## Exercise set
1. Return the stretch of the centralization passage from "The dehumanisation effect" through "empathy enables harm.", copied word for word.
2. In the centralization passage, what is "devolution" said to be used as a cover for?
3. How would you put this sentence from the centralization passage into Spanish: "It always concentrates wealth and influence in fewer hands."?

## Reading passage
====
One of the most effective illusions of the money-centric system is the way centralisation is presented as:
- reasonable
- intelligent
- cost‑effective
- efficient
- modern
- inevitable
People are told that centralisation “reduces duplication”, “streamlines services”, “saves money”, or “improves coordination”.
But the truth is simple:
Centralisation always reduces the number of people with power.
It always increases the distance between decision‑makers and those affected.
It always concentrates wealth and influence in fewer hands.
And because distance removes empathy, centralisation always leads to dehumanisation.
Where we see centralisation at work
You can see the pattern everywhere:
- Politics – power pulled upward into party machines, donor networks, and distant executives.
- Government – “devolution” used as a cover for regional centralisation, reducing local representation and increasing control from Westminster.
- Globalisation – local economies hollowed out as production and decision‑making move offshore.
- Corporate structures – small businesses replaced by multinational giants.
- Supply chains – farmers and producers trapped by supermarket monopolies.
In every case, the story is the same:
Centralisation removes local agency and transfers power upward.
The dehumanisation effect
As centralisation grows, the number of links between people and the centre increases. Each link removes a layer of humanity.
When decision‑makers have no direct contact with the people affected by their decisions, they stop seeing them as people at all.
This is why:
- Policies harm communities without anyone taking responsibility
- Corporations exploit workers and environments without remorse
- Governments impose rules without understanding consequences
- Systems become cold, bureaucratic, and indifferent
Centralisation creates distance.
Distance removes empathy.
Lack of empathy enables harm.
====
(Referring expression grounding data)
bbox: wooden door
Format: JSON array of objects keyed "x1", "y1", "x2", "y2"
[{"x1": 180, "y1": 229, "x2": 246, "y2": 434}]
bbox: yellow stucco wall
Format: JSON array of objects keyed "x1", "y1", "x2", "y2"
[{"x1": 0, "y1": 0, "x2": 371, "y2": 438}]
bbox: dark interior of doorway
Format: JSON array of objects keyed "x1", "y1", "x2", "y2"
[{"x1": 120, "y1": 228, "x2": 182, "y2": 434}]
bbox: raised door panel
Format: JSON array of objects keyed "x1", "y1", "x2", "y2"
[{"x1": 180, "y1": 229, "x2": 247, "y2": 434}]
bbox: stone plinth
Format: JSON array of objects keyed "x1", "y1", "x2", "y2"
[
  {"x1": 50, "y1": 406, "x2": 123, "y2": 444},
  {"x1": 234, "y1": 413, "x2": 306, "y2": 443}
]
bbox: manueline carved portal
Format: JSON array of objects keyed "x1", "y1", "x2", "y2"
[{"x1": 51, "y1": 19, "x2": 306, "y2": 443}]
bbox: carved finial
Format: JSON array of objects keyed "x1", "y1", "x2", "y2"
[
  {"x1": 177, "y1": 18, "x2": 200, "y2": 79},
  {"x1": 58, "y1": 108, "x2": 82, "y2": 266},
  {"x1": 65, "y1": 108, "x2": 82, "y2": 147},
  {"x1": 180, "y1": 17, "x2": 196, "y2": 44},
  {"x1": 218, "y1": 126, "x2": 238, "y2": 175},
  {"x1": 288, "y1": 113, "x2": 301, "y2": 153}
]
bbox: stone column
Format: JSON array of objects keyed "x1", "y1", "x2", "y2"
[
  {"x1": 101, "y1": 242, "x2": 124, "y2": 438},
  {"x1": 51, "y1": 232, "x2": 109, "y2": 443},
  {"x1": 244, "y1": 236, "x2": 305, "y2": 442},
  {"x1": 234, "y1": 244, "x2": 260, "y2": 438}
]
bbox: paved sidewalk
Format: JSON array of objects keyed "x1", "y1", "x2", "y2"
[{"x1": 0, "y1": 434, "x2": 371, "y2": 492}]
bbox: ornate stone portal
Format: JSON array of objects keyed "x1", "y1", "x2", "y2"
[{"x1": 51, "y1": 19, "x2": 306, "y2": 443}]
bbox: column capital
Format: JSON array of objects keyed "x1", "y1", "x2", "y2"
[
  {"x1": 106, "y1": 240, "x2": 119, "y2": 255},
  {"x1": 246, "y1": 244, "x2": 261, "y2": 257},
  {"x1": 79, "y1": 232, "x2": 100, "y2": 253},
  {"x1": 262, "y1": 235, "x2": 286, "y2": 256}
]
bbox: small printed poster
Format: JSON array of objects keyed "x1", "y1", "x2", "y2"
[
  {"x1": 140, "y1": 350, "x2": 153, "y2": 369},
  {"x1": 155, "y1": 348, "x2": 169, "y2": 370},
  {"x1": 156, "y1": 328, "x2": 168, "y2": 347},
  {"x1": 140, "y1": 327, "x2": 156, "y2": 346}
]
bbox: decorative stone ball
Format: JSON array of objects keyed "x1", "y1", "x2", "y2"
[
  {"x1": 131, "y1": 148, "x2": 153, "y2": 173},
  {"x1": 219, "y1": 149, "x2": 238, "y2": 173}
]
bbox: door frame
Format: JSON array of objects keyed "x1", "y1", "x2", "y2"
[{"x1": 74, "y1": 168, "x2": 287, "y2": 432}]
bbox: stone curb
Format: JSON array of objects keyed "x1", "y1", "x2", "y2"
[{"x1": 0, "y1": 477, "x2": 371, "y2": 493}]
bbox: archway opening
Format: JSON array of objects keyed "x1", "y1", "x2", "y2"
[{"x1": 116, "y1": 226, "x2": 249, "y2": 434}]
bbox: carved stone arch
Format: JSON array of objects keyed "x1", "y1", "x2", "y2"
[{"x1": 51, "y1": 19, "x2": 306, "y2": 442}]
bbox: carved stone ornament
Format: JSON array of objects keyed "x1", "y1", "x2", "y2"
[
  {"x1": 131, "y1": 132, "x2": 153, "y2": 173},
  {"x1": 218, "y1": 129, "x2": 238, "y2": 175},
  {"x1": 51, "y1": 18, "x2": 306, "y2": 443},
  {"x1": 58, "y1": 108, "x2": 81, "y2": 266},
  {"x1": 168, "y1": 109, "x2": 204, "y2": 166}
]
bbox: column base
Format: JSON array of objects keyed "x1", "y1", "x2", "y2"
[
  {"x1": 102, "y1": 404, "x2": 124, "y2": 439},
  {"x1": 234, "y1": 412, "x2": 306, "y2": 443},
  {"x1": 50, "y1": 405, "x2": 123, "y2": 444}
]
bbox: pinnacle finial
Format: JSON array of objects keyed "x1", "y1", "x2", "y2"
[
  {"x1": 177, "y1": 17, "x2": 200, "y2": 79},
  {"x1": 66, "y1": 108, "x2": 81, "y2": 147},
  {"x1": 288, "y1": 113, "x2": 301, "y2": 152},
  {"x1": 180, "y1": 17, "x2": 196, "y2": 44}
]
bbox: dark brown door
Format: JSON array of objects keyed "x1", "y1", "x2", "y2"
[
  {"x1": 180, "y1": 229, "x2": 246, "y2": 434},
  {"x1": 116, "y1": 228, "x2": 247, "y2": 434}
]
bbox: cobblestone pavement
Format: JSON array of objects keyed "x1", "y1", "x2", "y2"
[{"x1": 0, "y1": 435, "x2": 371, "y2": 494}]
====
## Solved problems
1.
The dehumanisation effect
As centralisation grows, the number of links between people and the centre increases. Each link removes a layer of humanity.
When decision‑makers have no direct contact with the people affected by their decisions, they stop seeing them as people at all.
This is why:
- Policies harm communities without anyone taking responsibility
- Corporations exploit workers and environments without remorse
- Governments impose rules without understanding consequences
- Systems become cold, bureaucratic, and indifferent
Centralisation creates distance.
Distance removes empathy.
Lack of empathy enables harm.

2. Regional centralisation.

3. Siempre concentra la riqueza y la influencia en menos manos.